### Task input
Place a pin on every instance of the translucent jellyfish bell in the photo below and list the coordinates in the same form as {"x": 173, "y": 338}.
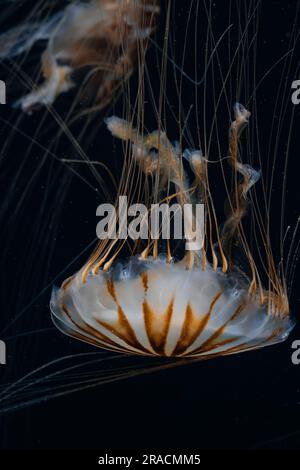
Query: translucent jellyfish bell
{"x": 199, "y": 306}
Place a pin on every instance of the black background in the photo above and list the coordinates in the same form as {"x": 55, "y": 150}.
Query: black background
{"x": 245, "y": 401}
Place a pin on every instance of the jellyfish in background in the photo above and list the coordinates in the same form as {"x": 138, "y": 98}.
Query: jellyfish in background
{"x": 89, "y": 44}
{"x": 199, "y": 306}
{"x": 150, "y": 300}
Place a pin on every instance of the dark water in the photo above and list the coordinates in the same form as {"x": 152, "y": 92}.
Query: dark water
{"x": 48, "y": 218}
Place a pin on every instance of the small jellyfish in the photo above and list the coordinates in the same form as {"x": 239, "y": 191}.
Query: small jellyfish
{"x": 201, "y": 305}
{"x": 92, "y": 45}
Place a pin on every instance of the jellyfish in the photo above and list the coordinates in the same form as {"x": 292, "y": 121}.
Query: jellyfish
{"x": 145, "y": 305}
{"x": 92, "y": 45}
{"x": 198, "y": 306}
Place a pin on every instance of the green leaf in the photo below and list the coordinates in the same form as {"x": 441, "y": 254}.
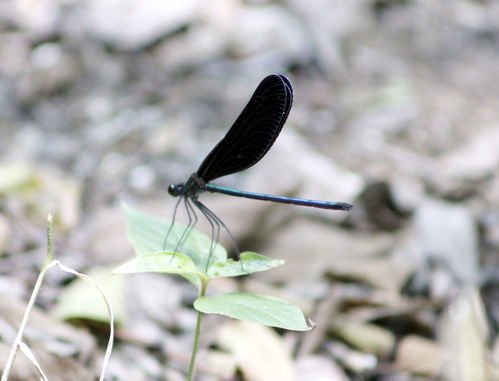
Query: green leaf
{"x": 175, "y": 263}
{"x": 147, "y": 234}
{"x": 249, "y": 263}
{"x": 257, "y": 308}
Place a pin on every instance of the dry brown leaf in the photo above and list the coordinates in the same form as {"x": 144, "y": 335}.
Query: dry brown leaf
{"x": 420, "y": 356}
{"x": 259, "y": 351}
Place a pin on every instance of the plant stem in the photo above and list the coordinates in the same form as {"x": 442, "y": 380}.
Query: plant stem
{"x": 195, "y": 345}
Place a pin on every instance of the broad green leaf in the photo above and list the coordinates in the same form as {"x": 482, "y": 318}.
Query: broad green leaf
{"x": 147, "y": 234}
{"x": 257, "y": 308}
{"x": 175, "y": 263}
{"x": 249, "y": 263}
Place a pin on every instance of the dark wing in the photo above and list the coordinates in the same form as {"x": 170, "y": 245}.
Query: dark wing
{"x": 253, "y": 132}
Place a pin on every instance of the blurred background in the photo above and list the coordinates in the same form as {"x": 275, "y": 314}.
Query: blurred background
{"x": 396, "y": 111}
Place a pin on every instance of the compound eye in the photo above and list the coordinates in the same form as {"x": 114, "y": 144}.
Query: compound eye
{"x": 172, "y": 190}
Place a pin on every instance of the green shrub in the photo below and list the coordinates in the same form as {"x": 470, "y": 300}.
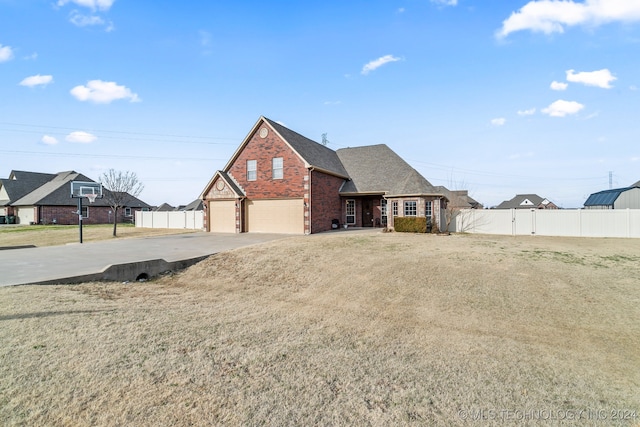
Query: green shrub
{"x": 410, "y": 224}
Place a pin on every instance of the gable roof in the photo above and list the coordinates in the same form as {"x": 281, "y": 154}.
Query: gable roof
{"x": 399, "y": 178}
{"x": 56, "y": 190}
{"x": 314, "y": 155}
{"x": 459, "y": 199}
{"x": 21, "y": 183}
{"x": 196, "y": 205}
{"x": 165, "y": 207}
{"x": 521, "y": 201}
{"x": 606, "y": 197}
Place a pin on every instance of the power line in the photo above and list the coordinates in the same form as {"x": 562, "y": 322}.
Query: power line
{"x": 112, "y": 156}
{"x": 155, "y": 135}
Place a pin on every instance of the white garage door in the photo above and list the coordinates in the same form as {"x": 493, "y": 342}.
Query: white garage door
{"x": 276, "y": 216}
{"x": 222, "y": 216}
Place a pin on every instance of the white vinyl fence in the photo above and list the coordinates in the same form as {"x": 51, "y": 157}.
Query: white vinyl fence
{"x": 192, "y": 220}
{"x": 548, "y": 222}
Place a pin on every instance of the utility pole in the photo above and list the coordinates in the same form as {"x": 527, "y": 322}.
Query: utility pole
{"x": 610, "y": 180}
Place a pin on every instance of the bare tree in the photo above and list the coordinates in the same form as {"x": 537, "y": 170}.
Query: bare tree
{"x": 121, "y": 187}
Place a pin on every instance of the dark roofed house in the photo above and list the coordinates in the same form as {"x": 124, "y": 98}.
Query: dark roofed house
{"x": 280, "y": 181}
{"x": 617, "y": 198}
{"x": 39, "y": 198}
{"x": 527, "y": 201}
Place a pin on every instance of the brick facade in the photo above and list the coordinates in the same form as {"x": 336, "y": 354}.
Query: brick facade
{"x": 66, "y": 215}
{"x": 263, "y": 150}
{"x": 326, "y": 203}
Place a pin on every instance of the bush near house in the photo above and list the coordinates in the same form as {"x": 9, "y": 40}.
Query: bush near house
{"x": 410, "y": 224}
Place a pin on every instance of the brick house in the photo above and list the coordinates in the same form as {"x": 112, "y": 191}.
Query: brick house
{"x": 282, "y": 182}
{"x": 41, "y": 198}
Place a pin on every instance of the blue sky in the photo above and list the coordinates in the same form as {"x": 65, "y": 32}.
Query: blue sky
{"x": 500, "y": 98}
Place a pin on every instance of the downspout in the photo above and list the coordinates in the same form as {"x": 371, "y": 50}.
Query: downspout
{"x": 308, "y": 208}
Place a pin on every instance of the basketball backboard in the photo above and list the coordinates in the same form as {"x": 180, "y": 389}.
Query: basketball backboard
{"x": 81, "y": 189}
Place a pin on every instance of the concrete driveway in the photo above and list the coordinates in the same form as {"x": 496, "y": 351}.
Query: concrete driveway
{"x": 125, "y": 259}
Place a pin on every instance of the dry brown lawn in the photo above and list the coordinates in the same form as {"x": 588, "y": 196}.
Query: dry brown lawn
{"x": 53, "y": 235}
{"x": 339, "y": 329}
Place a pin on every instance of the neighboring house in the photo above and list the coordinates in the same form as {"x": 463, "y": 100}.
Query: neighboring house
{"x": 165, "y": 207}
{"x": 196, "y": 205}
{"x": 37, "y": 198}
{"x": 527, "y": 201}
{"x": 618, "y": 198}
{"x": 280, "y": 181}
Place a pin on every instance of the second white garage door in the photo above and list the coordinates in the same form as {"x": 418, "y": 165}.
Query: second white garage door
{"x": 222, "y": 216}
{"x": 275, "y": 216}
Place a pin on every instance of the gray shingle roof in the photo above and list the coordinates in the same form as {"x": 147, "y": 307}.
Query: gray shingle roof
{"x": 377, "y": 169}
{"x": 605, "y": 197}
{"x": 313, "y": 153}
{"x": 516, "y": 202}
{"x": 57, "y": 192}
{"x": 21, "y": 183}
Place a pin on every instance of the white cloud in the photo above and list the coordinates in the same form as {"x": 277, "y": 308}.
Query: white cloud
{"x": 552, "y": 16}
{"x": 377, "y": 63}
{"x": 36, "y": 80}
{"x": 601, "y": 78}
{"x": 562, "y": 108}
{"x": 49, "y": 140}
{"x": 81, "y": 137}
{"x": 445, "y": 2}
{"x": 6, "y": 53}
{"x": 101, "y": 92}
{"x": 516, "y": 156}
{"x": 529, "y": 112}
{"x": 558, "y": 85}
{"x": 80, "y": 20}
{"x": 91, "y": 4}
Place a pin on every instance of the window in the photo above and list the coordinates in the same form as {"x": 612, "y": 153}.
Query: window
{"x": 277, "y": 168}
{"x": 410, "y": 208}
{"x": 252, "y": 170}
{"x": 351, "y": 211}
{"x": 383, "y": 212}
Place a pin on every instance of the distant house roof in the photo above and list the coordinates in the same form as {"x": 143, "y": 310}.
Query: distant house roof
{"x": 459, "y": 199}
{"x": 196, "y": 205}
{"x": 21, "y": 183}
{"x": 165, "y": 207}
{"x": 55, "y": 192}
{"x": 376, "y": 169}
{"x": 38, "y": 189}
{"x": 606, "y": 197}
{"x": 524, "y": 201}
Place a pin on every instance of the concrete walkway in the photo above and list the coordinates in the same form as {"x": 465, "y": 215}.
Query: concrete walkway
{"x": 125, "y": 259}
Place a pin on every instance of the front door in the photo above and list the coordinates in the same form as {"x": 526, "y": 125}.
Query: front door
{"x": 367, "y": 213}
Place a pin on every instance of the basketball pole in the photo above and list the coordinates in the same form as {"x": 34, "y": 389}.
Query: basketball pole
{"x": 80, "y": 217}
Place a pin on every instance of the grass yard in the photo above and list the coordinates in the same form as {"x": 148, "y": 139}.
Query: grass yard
{"x": 337, "y": 329}
{"x": 53, "y": 235}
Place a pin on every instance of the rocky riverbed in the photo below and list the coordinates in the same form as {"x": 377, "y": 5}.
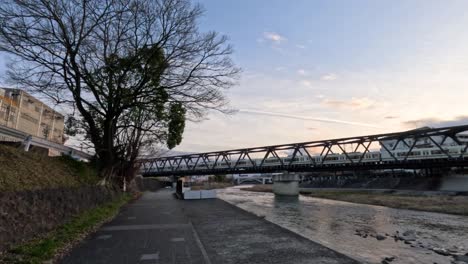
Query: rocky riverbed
{"x": 371, "y": 234}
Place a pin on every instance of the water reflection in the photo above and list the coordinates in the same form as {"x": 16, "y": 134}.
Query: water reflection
{"x": 353, "y": 228}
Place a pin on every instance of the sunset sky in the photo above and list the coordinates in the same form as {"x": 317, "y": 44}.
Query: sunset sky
{"x": 333, "y": 68}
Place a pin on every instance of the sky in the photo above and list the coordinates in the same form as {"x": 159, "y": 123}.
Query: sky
{"x": 335, "y": 68}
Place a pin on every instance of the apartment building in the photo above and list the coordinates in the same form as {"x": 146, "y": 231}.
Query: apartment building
{"x": 22, "y": 111}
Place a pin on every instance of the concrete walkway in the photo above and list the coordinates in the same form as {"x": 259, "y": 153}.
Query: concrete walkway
{"x": 160, "y": 229}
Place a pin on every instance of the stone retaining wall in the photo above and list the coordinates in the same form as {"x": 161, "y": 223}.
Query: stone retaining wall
{"x": 26, "y": 214}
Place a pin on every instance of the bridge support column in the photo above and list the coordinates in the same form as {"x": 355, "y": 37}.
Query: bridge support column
{"x": 286, "y": 184}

### Exercise objective
Retype word for word the span of lines above that begins with the line containing "Place a pin on every instance of the grass" and ends with the last line of the records; skip all pictures.

### Task output
Place a pin on every instance of the grass yard in the photo above and list the coordinates in the same form as {"x": 148, "y": 139}.
Query: grass yard
{"x": 337, "y": 329}
{"x": 53, "y": 235}
Place a pin on every instance of the rocky riverbed in the photo below and list the coordinates in the same form as {"x": 377, "y": 5}.
Query: rocky riverbed
{"x": 371, "y": 234}
Place a pin on every instance of the water reflection in the photo above and list the coordinates in the same form as {"x": 16, "y": 134}.
Query: water reflection
{"x": 353, "y": 228}
Place a pin on every instance of the sunset sky in the photo above and list the coordinates in the same form as {"x": 317, "y": 44}.
Query: sunset sky
{"x": 333, "y": 68}
Place a pin on every instance of the sky in the photo above and list the coordinates in the same form as {"x": 159, "y": 123}.
Query: sky
{"x": 335, "y": 68}
Place a pin on every instance of the apartment building in the photo above and list the coordinates in the same form as {"x": 146, "y": 231}.
Query: apartment building
{"x": 22, "y": 111}
Place a pin on every instance of the concrete walkway in the photo above and list the coordinates in the same form as {"x": 259, "y": 153}.
Query: concrete walkway
{"x": 160, "y": 229}
Place a pin on every instance of the stone retaining wall in the photo above and list the coordinates in the same form as {"x": 161, "y": 223}.
Query: stone retaining wall
{"x": 26, "y": 214}
Place a pin on every instance of the bridge support column in the photo above and list the coordinates in the same form as {"x": 355, "y": 37}.
Query: bridge support column
{"x": 286, "y": 184}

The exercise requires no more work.